◆ The tasks ◆
• 1. Can you update the passage on (meth)acrylic acid esters by reproducing it from the words "Examples of the" through "an aliphatic alcohol.", with "aliphatic alcohol" changed to "alicyclic alcohol"?
• 2. What comes next in the passage on (meth)acrylic acid esters? Carry it forward from its last sentence.

◆ Passage to read ◆
Examples of the (meth)acrylic acid ester include an aromatic group-containing (meth)acrylic acid ester and a (meth)acrylic acid ester having a hydrocarbon group derived from an aliphatic alcohol.
The aromatic group-containing (meth)acrylic acid ester is preferably phenyl (meth)acrylate, benzyl (meth)acrylate, phenoxyethyl (meth)acrylate, and the like, and more preferably benzyl (meth)acrylate, from the standpoint of the enhancement of the dispersion stability of the metallic fine particles, resulting in the enhancement of the storage stability and the open time capability of the ink, the standpoint of the enhancement of the flexural resistance, and the standpoint of the reduction of the volume resistivity.

◆ Data provided ◆

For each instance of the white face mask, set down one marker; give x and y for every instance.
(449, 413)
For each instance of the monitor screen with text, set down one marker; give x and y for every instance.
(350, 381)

◆ Responses for each task ◆
• 1.
Examples of the (meth)acrylic acid ester include an aromatic group-containing (meth)acrylic acid ester and a (meth)acrylic acid ester having a hydrocarbon group derived from an alicyclic alcohol.

• 2.
The (meth)acrylic acid ester having a hydrocarbon group derived from an aliphatic alcohol is preferably a compound having a hydrocarbon group derived from an aliphatic alcohol having 1 or more and 22 or less carbon atoms from the standpoint of the enhancement of the dispersion stability of the metallic fine particles, resulting in the enhancement of the storage stability and the open time capability of the ink, the standpoint of the enhancement of the flexural resistance, and the standpoint of the reduction of the volume resistivity. Examples thereof include a (meth)acrylate having a linear alkyl group, such as methyl (meth)acrylate, ethyl (meth)acrylate, propyl (meth)acrylate, butyl (meth)acrylate, pentyl (meth)acrylate, octyl (meth)acrylate, decyl (meth)acrylate, dodecyl (meth)acrylate, and stearyl (meth)acrylate; a (meth)acrylate having a branched alkyl group, such as isopropyl (meth)acrylate, isobutyl (meth)acrylate, tert-butyl (meth)acrylate, isopentyl (meth)acrylate, isooctyl (meth)acrylate, isodecyl (meth)acrylate, isododecyl (meth)acrylate, isostearyl (meth)acrylate, and 2-ethylhexyl (meth)acrylate; and a (meth)acrylate having an alicyclic alkyl group, such as cyclohexyl (meth)acrylate. Among these, the (meth)acrylate ester having a hydrocarbon group derived from an aliphatic alcohol is more preferably a compound having an alkyl group having 6 or more and 10 or less carbon atoms.
One kind of the monomer (b-2) may be used alone, or two or more kinds thereof may be used in combination.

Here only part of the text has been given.